**SUPPLIED MATERIAL**
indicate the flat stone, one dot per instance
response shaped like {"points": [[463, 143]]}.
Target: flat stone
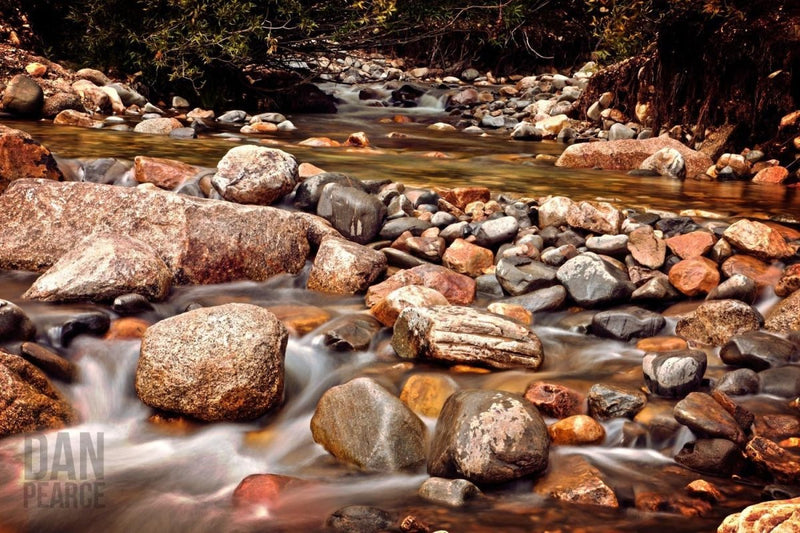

--

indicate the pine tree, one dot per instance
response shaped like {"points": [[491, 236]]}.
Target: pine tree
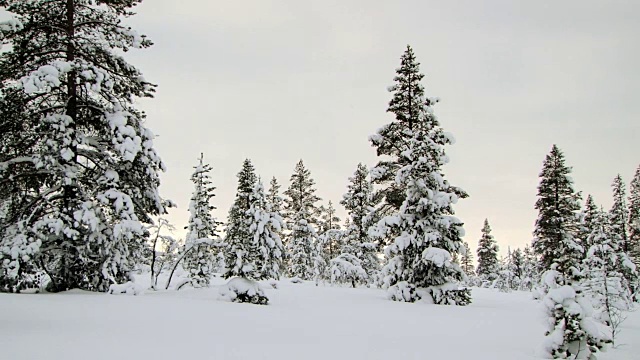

**EXERCISE GOAL**
Could you return all lines from the records that include the word "tree"?

**TASK SOLUTION**
indicate the pine tree, one dot per instance
Target: pine tree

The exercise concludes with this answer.